__AIM OF THE TASK__
Write a two-sentence summary of the text on respite care for family caregivers.
[TEXT UNDER STUDY Boundary: Start]
February 20, 2019
Actively caring for a family member who needs daily assistance can provide a number of benefits to the caregiver.
They may experience a sense of giving back to a parent or grandparent who raised them. They may feel confident that a beloved person is receiving excellent, personal care.
But caregiving can take a considerable toll – physically, mentally and financially.
That's why the Family Caregiver Alliance is quick with this reminder:
Caring for yourself is one of the most important — and one of the most often forgotten — things you can do as a caregiver. When your needs are taken care of, the person you care for will benefit, too.
That's where respite services can make a difference, enabling caregivers to take a vacation, tend to an emergency or simply run errands.
Numerous nonprofits and private companies provide respite care, often in the form of adult day care programs or via in-home assistance. Additionally, caregiver support programs – including those operated by both Pennsylvania and New Jersey – offer eligible caregivers reimbursement for respite care services.
Statistics support the need for respite care – particularly among those who also hold full- or part-time jobs. And that's most caregivers.
In 2015, nearly 60 percent of caregivers were employed at some point during their caregiving, according to the National Alliance for Caregiving, a San Francisco-based nonprofit. On average, they worked 34.7 hours each week.
Nearly half of the working caregivers felt obligated to take on the caregiving responsibilities. Still, the dual roles left 70 percent of them with work-related difficulties.
All of that work can lead to adverse side effects.
More than one-third of caregivers have skipped annual physicals or dental appointments due to the demands of caregiving, according to the Associated Press-NORC Center for Public Affairs Research. Nearly as many have failed to fill prescriptions for themselves or visit a doctor when sick or injured.
Financially, caregivers have cut back on personal care, groceries, utilities, household renovations and education costs. Many have coped by eating more or sleeping less. But others say they exercise more, spend time outside or pray.
For caregivers seeking respite care, here are several programs and service providers that could help. The list is, by no means, exhaustive:
This program offers primary caregivers reimbursement for respite care, education, training, counseling and caregiver-associated costs and supplies. Each caregiver is assigned to a manager who will conduct a needs assessment, provide support and help them develop a care plan.
For eligibility requirements and additional information, click here.
The program is administered at the county level:
• Bucks County residents should call 267-880-5700 or click here.
• Chester County residents should call 610-344-6350 or click here.
• Delaware County residents should call 610-490-1300 or click here.
• Montgomery County residents should call 610-278-3601 or click here.
[TEXT UNDER STUDY Boundary: End]
[INFORMATION SHOWN Boundary: Start]
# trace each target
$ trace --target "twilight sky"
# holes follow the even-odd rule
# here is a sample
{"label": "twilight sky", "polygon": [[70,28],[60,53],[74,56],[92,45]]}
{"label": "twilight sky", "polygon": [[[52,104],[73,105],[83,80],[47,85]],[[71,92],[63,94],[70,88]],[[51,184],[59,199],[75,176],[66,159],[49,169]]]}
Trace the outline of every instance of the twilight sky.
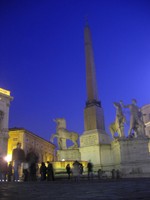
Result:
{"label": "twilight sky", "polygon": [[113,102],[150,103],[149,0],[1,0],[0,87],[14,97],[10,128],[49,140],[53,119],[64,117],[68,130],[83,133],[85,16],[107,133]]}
[INFORMATION SHOWN Boundary: End]
__TASK SOLUTION__
Caring for a family member who needs daily assistance can benefit the caregiver but can also take a physical, mental and financial toll, so respite services from nonprofits, private companies and caregiver support programs can let caregivers take a vacation, handle an emergency or run errands. Most caregivers also hold jobs, and many have skipped their own medical care or cut back on spending, so the text lists several providers, including a county-administered program that reimburses primary caregivers for respite care and related costs.